Instructions to follow: Put this sentence from the text on Constantin Brâncoveanu's martyrdom into Spanish: "The family were allowed to say one last prayer, after which the Sultan offered them their lives if they accepted to convert to mahomedanism."
[start of Selection]
Two hundred and ninety years were commemorated on August 15, 2004 since the martyrdom, in Constantinople, of Constantin Brâncoveanu, Voivode of Wallachia (*southern province of Romania), together with his sons: Constantin, Ştefan, Radu, Matei, and his son-in-law, treasurer Ianache Văcărescu, one of the most terrible tragedies in Romanian history.
Having come to the throne in 1688, Constantin Brâncoveanu reigned for over a quarter of a century, leaving behind him, for his nation and Church, numerous religious edifices (among which the Monastery of Hurezi), protecting culture, alongside Metropolitan Antim Ivireanul, and defending Orthodoxy on Romanian, as well as foreign, lands. We will herein try to recall the Martyrdom of the Brâncoveanus.
On March 25, 1714, Voivode Constantin Brâncoveanu is deposed by the Turks, taken with his family to Istanbul and emprisoned at Edicule (lit. the prison of the ”Seven Towers”). Until the summer of that year, he will be subjected to ungoing torture in order to confess where his wealth was, as the Turks had surnamed him ”Altân Bei” (the Prince of Gold). After terrible tortures, they managed to get his signature for the gold he had deposed in Venice. On August 15, 1714, on the Feast of the Holy Theotokos, just when the Voivode turned 60 and his Lady, Maria, celebrated her nameday, Constantin Brâncoveanu was taken to the execution place called Ialy Chisc (the Kiosk of the Sea).
Among those present were Sultan Achmed the 3rd, Grand Vizir Gin Ali, representatives of Western Christianity (from France, England, the Hapsburg Empire, Russia – who had not refused the invitation even if it was the Feast of the Holy Theotokos (mentions Romanian historian Nicolae Iorga), as well as many other onlookers. The family were allowed to say one last prayer, after which the Sultan offered them their lives if they accepted to convert to mahomedanism. Del Chiaro noted the Voivode’s reply:
“Your Highness. My wealth, as much as it was, you have taken it from me, but my Christian faith is something I will not relinquish. I have been born in it and I have lived in it, it is in my faith that I shall die. I have filled the land of my country with Christian churches and now, you would have me worship in your Turkish djamies? No, Your Highness. I have defended my land, I have watched over my faith. It is always in my faith that I wish to close my eyes, me and my sons.” Then he encouraged his sons thus: “My sons, be brave. We have lost everything we had in this earthly world. All we have left is our souls. Let us not lose them, too, but bring them pure before our Saviour Jesus Christ. Let’s wash our sins with our blood.”
[end of Selection]
[start of Provided material]
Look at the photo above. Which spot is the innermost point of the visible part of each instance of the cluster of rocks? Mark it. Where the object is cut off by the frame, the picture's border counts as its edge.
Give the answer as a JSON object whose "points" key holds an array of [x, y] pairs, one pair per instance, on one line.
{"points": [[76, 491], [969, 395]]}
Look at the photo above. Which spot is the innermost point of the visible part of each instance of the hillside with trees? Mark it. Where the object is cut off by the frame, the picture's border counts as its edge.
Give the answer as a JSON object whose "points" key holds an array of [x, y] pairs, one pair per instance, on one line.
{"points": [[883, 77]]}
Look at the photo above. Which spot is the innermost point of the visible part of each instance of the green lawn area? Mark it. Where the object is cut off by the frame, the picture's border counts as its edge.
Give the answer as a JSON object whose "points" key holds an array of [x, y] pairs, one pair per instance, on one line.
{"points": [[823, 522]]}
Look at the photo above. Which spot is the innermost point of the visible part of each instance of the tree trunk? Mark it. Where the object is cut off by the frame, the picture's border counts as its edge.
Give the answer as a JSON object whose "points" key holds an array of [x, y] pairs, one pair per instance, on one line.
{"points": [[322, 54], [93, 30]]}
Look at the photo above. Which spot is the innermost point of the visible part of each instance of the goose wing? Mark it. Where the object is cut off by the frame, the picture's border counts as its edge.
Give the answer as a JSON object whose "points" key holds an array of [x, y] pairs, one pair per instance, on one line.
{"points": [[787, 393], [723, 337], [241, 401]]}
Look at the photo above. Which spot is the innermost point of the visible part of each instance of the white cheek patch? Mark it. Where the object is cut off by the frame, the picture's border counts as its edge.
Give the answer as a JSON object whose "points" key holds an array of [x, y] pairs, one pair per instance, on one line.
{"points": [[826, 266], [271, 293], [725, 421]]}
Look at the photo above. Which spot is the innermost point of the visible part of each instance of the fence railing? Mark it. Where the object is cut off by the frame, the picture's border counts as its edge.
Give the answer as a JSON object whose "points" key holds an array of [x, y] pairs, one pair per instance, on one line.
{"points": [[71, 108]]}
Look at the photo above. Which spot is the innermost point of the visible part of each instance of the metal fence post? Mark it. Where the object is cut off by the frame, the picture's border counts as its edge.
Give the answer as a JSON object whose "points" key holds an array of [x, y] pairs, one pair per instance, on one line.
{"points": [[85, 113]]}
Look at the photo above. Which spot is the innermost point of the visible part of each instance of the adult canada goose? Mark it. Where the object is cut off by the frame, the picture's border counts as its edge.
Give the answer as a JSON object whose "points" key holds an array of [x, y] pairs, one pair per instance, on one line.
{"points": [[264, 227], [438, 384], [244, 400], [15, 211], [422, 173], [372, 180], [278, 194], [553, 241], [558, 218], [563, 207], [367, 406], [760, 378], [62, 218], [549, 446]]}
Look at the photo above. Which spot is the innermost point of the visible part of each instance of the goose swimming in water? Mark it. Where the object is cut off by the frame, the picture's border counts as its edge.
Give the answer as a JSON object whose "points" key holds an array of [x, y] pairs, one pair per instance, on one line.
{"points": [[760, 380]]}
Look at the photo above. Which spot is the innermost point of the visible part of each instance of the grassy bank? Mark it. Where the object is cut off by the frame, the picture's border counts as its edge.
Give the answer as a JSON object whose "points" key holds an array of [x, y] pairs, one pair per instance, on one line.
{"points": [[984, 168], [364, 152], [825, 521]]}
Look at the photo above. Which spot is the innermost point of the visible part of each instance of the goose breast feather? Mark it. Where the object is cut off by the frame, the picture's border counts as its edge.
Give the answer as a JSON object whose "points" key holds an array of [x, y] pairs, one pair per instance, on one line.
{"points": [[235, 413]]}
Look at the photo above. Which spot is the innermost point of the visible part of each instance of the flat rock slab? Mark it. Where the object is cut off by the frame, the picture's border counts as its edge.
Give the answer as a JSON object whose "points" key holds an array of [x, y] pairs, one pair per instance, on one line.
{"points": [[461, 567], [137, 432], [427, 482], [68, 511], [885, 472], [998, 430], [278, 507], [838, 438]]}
[end of Provided material]
Result of this task: A la familia se le permitió rezar una última oración, tras lo cual el sultán les ofreció la vida si aceptaban convertirse al mahometismo.